++++ DOCUMENT ++++

I know most will deny anything like this in our industry but the facts are facts and they are coming your way soon.

Ric
11-07-2012, 12:31 PM
Thank you Sam75 for what appears to be very actuate information. It will be helpful to the small percentage of Business that actually wants to do the legal thing. Back when I had employee I used a Payroll service tied in with the Workers Comp insurance company. W C rates have dropped to around 5% (Not Sure) now but were 12.5% which made my labor burden 24.5% back in 2004. Then as now Many small Business can't survive by paying the extra labor burden and an additional costs like Health care is ruining small business which has been the back bone of our economy. 11/6/12 was a sad day for the small businessman.

.

NEW CITY LAWN CARE LLC
11-07-2012, 12:55 PM
FEDEX does it, they lease people the trucks, they dictate what and where people deliver packages, the owner is a 1099 sub contractor that's also required to have his own insurance, etc....

Sam75
11-09-2012, 02:01 PM
You and I don't have the legal staff or money to fight like Fed Ex however your point is a good one:

In 2007, FedEx agreed to pay $26.8 million to settle a decade-long class action lawsuit with 203 drivers who claimed they were misclassified as independent contractors.

http://www.legafi.com/lawsuits/news/476-fedex-ground-settles-3m-lawsuit

To give you an idea of the scope of litigation FedEx Ground is facing, one of these class action lawsuits represents an estimated 27,000 current and former ground-delivery drivers who are seeking nearly $1 billion in damages for back pay, truck purchases, overtime and costs they incurred as contractors, according to a Bloomberg news report.

Fedex Ground hasn’t waited for the courts to produce a final answer. In the seven years since the first lawsuit raised the issue of contractor or employee, the company’s methods have changed - prompted by the lawsuits and its growth. Today, many more of its contractors operate multiple delivery routes, and fewer are single-route drivers. “There is a big difference in the numbers,” said spokesman Bryan Iams. Specific numbers were not available, he said.

Now, every FedEx Ground contractor is required to be incorporated as a small business, treat its drivers as employees, secure workers compensation coverage and unemployment insurance for them, among other requirments, Iams said.

full article:
http://triblive.com/business/2223183-74/fedex-ground-contractors-company-delivery-employees-business-contractor-drivers-deliveries#axzz2BkMdVmHS

We can do this in our industry also but why? If my crew does all the work and I am basically a franchise of your company why not cut you out and keep my own route.

Speaking of franchises
The court ruled last fall that the Boca Raton, Fla.-based franchisor must pay back the franchise fees over 100 people — mostly new immigrants — paid the company, plus interest and lawsuit costs. The court’s opinion? Privately held Coverall misclassified its employees as franchisees, so their fees should be refunded.

++++ INFORMATION PROVIDED ++++

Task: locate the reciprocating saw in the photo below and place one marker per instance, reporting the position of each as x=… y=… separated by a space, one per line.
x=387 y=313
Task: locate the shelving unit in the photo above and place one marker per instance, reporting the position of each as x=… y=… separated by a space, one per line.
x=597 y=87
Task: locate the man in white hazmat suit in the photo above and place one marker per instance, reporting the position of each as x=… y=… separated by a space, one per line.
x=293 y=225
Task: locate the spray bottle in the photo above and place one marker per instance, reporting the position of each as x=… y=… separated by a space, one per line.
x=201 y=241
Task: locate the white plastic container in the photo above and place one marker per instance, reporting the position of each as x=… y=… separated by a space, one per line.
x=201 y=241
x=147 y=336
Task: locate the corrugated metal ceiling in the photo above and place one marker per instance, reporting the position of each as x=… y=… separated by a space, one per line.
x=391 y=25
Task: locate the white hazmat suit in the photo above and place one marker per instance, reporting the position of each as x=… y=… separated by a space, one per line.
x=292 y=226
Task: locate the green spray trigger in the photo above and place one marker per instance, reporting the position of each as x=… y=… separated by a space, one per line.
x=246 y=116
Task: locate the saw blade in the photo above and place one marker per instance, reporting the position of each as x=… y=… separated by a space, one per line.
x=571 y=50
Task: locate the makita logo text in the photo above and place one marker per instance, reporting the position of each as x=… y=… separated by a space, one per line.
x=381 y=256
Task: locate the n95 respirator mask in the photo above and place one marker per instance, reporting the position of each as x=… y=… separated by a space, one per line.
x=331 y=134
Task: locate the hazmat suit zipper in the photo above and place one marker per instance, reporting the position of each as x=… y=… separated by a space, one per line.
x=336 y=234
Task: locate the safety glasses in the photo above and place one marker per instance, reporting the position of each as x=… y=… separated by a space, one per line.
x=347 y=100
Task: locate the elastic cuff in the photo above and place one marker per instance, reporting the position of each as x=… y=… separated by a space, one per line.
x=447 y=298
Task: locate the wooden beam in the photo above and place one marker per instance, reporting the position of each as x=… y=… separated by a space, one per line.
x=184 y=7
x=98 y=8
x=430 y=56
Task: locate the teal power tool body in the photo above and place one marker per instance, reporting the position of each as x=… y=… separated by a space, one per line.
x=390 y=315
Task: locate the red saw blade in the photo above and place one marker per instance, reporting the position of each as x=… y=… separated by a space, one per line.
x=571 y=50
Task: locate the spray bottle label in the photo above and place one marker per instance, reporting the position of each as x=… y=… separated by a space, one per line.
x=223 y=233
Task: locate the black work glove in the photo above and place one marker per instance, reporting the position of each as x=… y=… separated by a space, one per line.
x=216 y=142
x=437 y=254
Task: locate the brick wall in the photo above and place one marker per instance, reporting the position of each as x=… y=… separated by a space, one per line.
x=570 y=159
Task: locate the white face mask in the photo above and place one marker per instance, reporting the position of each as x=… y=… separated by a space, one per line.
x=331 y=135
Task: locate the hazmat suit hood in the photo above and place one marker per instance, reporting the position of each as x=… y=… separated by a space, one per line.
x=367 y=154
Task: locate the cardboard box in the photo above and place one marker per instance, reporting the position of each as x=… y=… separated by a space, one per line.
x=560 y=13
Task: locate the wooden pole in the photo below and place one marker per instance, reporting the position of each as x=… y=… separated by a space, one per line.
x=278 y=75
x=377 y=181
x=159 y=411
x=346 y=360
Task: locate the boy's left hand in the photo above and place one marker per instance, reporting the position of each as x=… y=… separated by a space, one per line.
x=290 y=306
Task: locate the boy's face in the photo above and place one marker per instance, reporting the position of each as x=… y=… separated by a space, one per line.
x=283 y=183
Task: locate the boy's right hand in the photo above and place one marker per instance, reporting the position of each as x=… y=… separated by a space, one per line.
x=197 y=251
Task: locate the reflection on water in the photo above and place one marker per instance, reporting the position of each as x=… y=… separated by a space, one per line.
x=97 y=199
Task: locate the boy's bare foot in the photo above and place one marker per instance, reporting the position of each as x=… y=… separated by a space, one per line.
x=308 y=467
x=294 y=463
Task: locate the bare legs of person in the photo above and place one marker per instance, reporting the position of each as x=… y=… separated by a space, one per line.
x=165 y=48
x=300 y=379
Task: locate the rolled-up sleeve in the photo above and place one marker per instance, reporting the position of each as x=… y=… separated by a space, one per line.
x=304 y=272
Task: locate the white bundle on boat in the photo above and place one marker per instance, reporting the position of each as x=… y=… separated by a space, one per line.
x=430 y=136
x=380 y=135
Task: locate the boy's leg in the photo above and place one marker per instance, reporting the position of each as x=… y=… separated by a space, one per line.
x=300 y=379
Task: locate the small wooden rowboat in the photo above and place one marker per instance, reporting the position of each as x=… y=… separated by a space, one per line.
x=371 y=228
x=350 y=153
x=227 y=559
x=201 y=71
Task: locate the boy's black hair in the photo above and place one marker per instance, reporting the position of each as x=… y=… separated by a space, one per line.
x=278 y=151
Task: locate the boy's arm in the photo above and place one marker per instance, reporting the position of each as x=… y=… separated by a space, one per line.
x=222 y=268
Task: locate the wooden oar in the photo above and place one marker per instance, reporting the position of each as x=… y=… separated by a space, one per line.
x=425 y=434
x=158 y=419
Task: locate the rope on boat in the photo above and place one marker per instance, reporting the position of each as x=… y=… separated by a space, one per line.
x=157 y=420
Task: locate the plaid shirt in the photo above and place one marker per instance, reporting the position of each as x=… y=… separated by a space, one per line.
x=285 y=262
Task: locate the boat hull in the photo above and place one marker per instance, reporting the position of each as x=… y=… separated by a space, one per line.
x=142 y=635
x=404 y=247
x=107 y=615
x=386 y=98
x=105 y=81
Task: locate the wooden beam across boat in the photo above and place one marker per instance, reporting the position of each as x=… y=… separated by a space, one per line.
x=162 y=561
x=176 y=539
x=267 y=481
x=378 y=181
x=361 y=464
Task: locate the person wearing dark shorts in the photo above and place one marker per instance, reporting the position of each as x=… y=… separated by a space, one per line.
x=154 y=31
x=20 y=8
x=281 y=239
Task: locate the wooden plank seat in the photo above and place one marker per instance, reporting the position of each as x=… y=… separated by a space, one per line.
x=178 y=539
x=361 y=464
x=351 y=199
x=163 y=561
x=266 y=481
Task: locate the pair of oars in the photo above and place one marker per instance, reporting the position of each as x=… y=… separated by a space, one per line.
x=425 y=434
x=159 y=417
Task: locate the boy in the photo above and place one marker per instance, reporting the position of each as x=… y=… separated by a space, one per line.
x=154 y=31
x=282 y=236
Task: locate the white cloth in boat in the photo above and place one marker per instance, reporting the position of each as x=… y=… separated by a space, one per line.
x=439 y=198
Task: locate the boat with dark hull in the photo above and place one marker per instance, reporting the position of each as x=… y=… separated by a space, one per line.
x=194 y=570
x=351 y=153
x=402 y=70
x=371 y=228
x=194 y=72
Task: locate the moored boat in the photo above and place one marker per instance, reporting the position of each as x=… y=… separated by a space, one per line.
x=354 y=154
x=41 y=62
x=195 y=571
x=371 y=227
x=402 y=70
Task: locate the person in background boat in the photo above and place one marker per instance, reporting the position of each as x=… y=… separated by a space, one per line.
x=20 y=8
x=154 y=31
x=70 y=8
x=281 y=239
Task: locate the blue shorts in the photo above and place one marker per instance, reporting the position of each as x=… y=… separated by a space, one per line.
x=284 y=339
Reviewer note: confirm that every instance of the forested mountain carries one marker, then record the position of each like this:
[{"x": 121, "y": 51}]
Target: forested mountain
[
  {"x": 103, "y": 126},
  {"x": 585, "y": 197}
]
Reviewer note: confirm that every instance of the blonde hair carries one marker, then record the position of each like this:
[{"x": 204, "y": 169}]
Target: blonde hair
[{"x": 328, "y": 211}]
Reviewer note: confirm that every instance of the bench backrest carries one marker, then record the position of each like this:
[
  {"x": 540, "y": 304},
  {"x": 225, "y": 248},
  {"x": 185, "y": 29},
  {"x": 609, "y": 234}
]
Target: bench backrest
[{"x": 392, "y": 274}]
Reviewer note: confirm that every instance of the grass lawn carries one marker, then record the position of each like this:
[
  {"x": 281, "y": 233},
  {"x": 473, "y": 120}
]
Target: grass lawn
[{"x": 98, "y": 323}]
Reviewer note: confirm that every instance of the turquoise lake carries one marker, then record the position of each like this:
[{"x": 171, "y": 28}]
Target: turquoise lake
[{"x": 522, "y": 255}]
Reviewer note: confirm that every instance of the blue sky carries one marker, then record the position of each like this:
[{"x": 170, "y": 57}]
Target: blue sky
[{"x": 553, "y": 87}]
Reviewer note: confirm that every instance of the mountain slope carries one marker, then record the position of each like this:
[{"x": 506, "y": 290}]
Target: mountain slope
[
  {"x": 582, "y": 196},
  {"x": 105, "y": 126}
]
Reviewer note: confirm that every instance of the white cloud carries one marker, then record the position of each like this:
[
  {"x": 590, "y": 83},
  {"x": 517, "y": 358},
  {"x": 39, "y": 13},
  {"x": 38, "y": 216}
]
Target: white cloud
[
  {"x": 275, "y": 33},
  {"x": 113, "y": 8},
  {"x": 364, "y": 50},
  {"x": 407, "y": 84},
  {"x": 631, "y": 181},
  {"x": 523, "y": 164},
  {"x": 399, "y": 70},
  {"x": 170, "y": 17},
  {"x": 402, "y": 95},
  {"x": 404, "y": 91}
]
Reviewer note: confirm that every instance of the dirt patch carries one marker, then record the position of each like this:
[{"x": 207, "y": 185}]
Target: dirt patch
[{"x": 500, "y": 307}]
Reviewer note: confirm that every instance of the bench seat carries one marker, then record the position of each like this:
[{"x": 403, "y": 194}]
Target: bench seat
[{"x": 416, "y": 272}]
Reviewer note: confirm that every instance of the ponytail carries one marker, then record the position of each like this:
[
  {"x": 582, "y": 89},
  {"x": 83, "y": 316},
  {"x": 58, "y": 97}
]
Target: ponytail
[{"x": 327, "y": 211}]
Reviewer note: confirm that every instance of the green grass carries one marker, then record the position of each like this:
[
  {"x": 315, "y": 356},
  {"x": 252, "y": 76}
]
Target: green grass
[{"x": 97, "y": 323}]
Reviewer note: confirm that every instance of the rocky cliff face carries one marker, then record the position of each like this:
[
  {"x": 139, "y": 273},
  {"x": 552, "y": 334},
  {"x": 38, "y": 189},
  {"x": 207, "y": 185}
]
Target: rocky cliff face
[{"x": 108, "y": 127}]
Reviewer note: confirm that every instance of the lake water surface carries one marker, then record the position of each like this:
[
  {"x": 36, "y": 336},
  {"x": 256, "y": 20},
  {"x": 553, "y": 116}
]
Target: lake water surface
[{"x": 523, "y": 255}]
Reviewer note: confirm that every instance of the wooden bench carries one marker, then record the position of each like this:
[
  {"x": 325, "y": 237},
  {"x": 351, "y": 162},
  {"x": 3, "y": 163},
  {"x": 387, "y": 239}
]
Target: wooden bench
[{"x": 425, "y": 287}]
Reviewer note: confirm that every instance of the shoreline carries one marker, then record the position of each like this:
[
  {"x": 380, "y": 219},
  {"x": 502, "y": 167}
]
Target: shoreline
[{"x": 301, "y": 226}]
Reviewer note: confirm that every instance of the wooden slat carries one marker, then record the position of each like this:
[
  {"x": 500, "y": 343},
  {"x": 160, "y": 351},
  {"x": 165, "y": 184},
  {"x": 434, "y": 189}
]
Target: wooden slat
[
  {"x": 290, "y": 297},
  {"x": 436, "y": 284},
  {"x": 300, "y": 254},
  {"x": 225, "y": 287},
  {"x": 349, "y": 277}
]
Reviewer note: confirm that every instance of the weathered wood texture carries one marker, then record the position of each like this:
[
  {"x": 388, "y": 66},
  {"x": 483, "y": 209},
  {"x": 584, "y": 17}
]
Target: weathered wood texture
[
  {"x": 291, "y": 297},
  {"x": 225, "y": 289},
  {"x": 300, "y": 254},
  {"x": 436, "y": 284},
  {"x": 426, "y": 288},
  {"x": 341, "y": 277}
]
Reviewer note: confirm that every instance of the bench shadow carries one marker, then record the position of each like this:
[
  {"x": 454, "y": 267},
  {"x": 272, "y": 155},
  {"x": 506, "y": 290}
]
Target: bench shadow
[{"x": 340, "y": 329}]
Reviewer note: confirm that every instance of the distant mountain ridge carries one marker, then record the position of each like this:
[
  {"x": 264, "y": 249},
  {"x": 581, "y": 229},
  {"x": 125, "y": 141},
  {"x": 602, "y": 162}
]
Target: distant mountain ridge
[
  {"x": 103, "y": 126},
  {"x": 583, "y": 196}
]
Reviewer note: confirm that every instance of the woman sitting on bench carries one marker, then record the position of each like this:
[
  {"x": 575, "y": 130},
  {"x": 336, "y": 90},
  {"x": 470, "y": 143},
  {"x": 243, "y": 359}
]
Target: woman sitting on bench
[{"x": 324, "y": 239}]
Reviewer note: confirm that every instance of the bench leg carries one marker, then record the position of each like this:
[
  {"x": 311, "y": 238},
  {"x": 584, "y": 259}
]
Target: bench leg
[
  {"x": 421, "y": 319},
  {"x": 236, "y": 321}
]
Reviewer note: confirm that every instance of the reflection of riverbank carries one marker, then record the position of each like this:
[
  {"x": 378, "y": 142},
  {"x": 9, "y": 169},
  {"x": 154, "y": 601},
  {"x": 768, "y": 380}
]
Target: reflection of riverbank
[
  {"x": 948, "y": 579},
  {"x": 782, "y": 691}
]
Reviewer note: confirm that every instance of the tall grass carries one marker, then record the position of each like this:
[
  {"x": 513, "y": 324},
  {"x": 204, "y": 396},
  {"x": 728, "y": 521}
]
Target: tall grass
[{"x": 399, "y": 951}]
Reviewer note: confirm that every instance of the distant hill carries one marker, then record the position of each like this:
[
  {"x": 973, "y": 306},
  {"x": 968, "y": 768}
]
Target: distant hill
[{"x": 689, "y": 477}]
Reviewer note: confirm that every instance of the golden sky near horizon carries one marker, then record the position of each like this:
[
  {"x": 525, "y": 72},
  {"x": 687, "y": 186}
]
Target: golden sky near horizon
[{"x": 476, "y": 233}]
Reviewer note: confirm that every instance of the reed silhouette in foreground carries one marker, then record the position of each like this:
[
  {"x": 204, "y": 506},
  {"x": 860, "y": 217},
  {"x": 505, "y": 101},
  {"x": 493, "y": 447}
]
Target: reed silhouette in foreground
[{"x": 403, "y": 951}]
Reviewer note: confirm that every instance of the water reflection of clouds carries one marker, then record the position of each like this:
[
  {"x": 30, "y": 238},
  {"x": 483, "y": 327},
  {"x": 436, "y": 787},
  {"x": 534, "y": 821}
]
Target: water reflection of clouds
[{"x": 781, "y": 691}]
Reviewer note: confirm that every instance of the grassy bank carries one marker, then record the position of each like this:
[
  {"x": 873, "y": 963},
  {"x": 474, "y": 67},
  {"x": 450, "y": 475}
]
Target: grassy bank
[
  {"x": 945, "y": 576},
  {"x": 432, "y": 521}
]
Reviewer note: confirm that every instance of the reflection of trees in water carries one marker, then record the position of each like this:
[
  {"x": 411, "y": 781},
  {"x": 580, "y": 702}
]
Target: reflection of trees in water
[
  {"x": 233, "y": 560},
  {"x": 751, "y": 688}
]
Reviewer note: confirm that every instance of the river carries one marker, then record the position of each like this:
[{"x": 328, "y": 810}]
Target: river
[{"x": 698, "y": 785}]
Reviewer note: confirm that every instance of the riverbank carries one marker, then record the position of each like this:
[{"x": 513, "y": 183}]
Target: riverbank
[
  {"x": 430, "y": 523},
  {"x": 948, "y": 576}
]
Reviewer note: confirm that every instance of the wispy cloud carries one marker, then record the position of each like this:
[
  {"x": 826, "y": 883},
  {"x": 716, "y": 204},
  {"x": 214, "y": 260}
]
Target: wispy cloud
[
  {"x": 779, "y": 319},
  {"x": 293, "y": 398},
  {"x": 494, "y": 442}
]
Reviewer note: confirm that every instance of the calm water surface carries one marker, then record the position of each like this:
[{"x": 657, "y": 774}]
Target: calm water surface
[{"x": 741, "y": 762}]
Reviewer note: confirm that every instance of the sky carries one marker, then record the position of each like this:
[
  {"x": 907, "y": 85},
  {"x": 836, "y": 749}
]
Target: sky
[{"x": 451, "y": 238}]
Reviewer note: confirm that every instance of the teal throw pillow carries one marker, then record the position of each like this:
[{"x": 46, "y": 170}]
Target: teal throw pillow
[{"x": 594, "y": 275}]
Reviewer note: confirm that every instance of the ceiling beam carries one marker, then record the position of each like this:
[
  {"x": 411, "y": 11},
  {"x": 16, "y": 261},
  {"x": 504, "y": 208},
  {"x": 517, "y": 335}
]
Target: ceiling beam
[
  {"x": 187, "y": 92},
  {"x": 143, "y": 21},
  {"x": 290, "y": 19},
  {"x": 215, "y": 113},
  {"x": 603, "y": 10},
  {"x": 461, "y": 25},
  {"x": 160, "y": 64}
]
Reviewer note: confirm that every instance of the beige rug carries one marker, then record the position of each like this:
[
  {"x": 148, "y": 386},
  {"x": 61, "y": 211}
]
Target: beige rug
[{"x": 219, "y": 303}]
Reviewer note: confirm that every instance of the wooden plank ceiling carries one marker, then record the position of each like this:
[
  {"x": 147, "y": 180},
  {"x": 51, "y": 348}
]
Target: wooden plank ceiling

++++

TASKS TO COMPLETE -
1) In the forum thread on worker misclassification, how much did FedEx agree to pay in 2007 to settle the class action lawsuit brought by its drivers?
2) Carry on writing the forum thread on worker misclassification from the point where it stops.

ANSWER SET -
1) $26.8 million.

2)
article:http://www.forbes.com/sites/caroltice/2012/05/11/are-some-franchisees-really-employees/

Fed ex is a nationwide system of moving packages with a huge but simple business model. When they drop off a package the client never says by the way can you transplant that bush today? Microsoft also had a similar IC problem and they also settled.

The real question: Is the risk worth it anymore. 10 years "yes"! 20 years ago "yes" Today "not really".

This is one topic that really got my interest a few years back when a lawyer said as long as it is an industry standard practice you are safe. I asked him How would I prove that it is. He said well just ask some of your other business owners to come in a prove they do it also.
So the other question is will you open your books to the IRS to help a friend out? Well the other owners I talked to probably said probably not.

By the way I am not a lawyer or CPA I own a landscape company just like you. Mid size, 23 employees I have been in business over twenty years. I always look for new and interesting this to learn about, this certainly is a hot topic in the service industry.
Over the last 3 years it has been more of the legal side of the business that really intrigues me. 3 years ago a rash of FLSA lawsuits against local landscaping companies came through our area which was the start of my newest hobby. 3 years ago you could barely find anything on this topic. By the way most FLSA cases involve a set weekly or day rate amount, with no over time like an independent contractor status.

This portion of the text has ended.